Copy each line of the listing where the word "john" can be found.

------------------------------

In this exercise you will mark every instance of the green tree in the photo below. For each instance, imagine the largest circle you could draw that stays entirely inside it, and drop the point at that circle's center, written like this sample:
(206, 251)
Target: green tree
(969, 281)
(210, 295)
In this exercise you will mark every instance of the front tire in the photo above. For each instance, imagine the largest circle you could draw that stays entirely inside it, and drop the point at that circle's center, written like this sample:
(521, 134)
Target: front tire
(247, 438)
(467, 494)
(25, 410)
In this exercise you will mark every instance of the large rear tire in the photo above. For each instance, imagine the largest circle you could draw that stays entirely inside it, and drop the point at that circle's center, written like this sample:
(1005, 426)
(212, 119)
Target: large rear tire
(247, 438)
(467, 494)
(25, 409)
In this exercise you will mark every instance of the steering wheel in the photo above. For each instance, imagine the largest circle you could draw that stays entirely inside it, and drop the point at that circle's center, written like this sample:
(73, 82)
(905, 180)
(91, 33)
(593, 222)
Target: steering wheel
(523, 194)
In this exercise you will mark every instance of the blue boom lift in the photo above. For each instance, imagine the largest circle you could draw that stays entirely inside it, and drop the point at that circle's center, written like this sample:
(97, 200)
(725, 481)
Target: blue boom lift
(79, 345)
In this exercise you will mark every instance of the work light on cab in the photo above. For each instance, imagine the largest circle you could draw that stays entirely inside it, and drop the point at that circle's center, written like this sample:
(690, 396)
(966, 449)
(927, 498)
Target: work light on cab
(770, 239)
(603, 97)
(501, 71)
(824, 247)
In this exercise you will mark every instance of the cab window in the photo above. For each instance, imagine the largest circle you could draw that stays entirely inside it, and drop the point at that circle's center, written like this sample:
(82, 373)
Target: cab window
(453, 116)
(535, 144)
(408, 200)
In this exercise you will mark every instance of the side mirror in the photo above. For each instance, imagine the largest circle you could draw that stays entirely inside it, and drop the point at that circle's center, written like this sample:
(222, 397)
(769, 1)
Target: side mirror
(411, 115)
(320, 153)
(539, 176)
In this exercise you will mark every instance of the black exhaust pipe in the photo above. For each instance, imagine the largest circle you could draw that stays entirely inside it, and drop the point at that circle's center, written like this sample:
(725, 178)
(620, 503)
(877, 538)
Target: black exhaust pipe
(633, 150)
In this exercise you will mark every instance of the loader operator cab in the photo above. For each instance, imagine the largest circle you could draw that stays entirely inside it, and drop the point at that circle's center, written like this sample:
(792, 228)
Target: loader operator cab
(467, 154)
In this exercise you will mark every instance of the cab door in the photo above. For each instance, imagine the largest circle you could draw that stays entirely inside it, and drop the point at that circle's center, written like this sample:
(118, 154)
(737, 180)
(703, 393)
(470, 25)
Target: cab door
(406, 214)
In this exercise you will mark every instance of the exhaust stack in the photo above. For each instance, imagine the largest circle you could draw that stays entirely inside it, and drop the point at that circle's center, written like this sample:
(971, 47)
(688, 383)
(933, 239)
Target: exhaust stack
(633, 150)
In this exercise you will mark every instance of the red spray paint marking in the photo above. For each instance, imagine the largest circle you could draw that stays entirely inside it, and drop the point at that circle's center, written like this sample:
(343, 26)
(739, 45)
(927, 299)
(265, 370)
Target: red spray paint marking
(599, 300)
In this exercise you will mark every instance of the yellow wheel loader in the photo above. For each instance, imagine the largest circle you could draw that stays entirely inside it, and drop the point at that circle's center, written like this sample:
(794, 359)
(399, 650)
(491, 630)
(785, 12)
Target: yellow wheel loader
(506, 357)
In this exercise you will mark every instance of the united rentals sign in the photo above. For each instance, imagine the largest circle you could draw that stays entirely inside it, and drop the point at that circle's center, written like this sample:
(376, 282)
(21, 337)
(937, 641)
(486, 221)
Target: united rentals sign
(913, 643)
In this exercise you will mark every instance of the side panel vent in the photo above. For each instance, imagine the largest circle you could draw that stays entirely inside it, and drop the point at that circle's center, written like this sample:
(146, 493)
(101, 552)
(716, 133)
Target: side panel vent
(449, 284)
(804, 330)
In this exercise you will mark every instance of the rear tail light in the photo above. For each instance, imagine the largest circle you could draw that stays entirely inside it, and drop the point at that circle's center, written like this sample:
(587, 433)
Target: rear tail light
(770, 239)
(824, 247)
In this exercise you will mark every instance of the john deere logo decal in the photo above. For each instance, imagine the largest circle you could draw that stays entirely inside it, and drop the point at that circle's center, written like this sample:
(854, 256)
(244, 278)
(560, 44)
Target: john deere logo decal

------------------------------

_Expected answer:_
In this exercise you will mark every instance of the john deere logo decal in the photo above. For each instance, imagine the largest circle you could draw that stays entirely inside it, and drop the point at that circle's center, written like this sample:
Target: john deere logo decal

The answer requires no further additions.